[Entries from an annotation dataset]

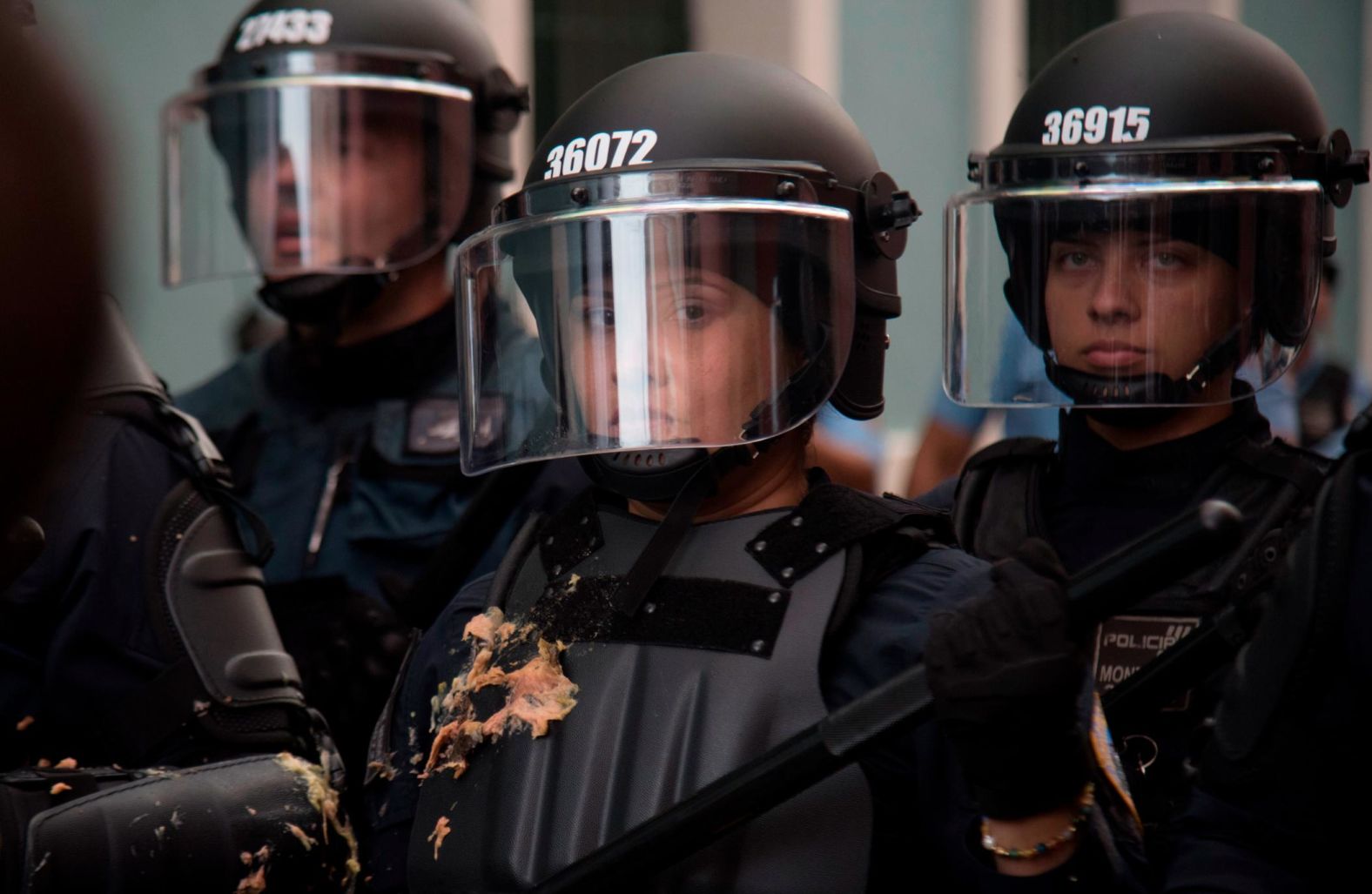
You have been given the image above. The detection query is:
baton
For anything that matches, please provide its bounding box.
[534,499,1243,894]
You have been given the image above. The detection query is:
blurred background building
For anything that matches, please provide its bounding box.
[34,0,1372,489]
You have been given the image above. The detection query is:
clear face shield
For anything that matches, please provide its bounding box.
[164,72,474,286]
[944,181,1325,407]
[457,172,853,473]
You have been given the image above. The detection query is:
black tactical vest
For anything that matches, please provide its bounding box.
[953,437,1325,827]
[407,486,929,894]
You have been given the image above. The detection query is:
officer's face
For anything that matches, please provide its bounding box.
[1044,231,1239,379]
[564,267,795,444]
[248,107,427,270]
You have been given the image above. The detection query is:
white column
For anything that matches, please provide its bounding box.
[469,0,538,192]
[969,0,1029,152]
[686,0,843,97]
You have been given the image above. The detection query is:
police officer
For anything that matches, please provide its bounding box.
[0,8,355,892]
[166,0,582,770]
[931,14,1368,877]
[367,53,1158,891]
[1167,410,1372,892]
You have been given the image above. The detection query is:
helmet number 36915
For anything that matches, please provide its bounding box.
[543,131,657,179]
[1043,105,1153,145]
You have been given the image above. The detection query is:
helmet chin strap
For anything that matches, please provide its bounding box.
[581,331,833,615]
[1043,322,1244,427]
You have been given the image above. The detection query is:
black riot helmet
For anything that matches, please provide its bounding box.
[944,12,1368,411]
[458,53,918,499]
[164,0,528,322]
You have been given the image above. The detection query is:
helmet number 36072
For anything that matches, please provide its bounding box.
[543,131,657,179]
[1043,105,1153,145]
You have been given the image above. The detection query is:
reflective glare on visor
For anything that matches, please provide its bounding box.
[458,200,853,472]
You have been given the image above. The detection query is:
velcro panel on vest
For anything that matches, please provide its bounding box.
[952,437,1057,561]
[529,576,790,658]
[746,484,941,586]
[538,489,605,579]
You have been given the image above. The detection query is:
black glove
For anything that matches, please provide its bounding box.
[0,754,358,894]
[925,541,1091,818]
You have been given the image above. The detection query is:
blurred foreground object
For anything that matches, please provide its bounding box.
[0,16,103,518]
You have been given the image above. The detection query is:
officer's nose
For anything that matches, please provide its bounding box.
[1086,245,1146,326]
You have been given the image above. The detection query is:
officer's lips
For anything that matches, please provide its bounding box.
[274,212,300,259]
[1081,339,1148,370]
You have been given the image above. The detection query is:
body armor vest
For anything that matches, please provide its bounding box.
[953,437,1324,827]
[409,486,944,892]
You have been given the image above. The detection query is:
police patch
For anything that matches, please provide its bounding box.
[1092,615,1200,710]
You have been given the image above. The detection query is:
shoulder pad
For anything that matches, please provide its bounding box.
[963,437,1058,473]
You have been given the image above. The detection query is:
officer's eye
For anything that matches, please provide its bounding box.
[1057,248,1096,272]
[582,305,615,329]
[1148,245,1194,272]
[676,300,707,325]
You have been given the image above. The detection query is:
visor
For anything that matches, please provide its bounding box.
[164,72,474,286]
[457,176,853,482]
[944,181,1325,407]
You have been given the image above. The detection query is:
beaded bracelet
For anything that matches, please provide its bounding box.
[981,783,1096,860]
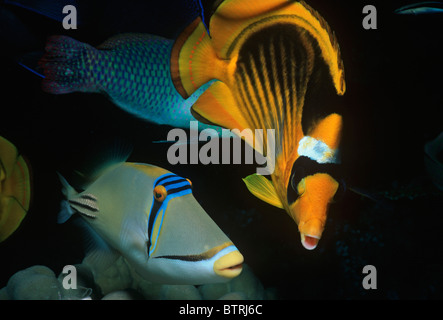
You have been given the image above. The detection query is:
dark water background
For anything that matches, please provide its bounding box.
[0,0,443,299]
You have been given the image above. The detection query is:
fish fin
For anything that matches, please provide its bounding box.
[171,18,226,99]
[0,137,18,179]
[3,0,89,25]
[38,36,100,94]
[394,1,443,15]
[0,194,27,242]
[243,173,283,209]
[76,219,120,273]
[0,137,31,212]
[308,113,343,149]
[191,81,250,131]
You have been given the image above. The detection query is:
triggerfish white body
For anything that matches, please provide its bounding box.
[59,162,243,285]
[171,0,345,249]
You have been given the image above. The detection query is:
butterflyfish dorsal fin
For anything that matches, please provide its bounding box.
[171,18,226,99]
[243,173,283,209]
[210,0,346,95]
[171,0,346,98]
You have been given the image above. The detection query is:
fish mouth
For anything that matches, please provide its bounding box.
[214,250,244,279]
[301,233,320,250]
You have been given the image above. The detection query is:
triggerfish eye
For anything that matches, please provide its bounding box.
[154,186,168,202]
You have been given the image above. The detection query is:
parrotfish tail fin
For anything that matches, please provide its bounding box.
[39,36,99,94]
[0,137,31,242]
[57,172,77,224]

- [REQUIREMENTS]
Copy the data from the beginning up to and including the line with "[248,107,427,270]", keeping every request as it is, but multiply each bounding-box coordinate in the answers by 1.25 and round to a whole number, with halves rounded up. Leave the pictures out.

- [SOLUTION FOR THIS PROBLEM]
You have been given the image above. The detection query is:
baton
For anything that matches, please provide its bounding box.
[668,624,1554,1118]
You have been given the image above. The detection query is:
blurred background building
For anything that matches, please provide its bounding box.
[43,0,1715,611]
You have been given the image above. The detection query is:
clear face shield
For anything that matches, please provide its bounding box.
[205,90,593,358]
[1180,226,1656,509]
[571,215,1066,591]
You have been given the image above. The detection query is:
black tactical vest
For anything that matches, please provide its bounding box.
[1191,546,1656,1034]
[509,608,1161,1118]
You have been given the image above. The detection query is:
officer's face
For anything that matches, please provide its bounding box.
[1305,289,1549,474]
[705,334,994,555]
[310,134,534,338]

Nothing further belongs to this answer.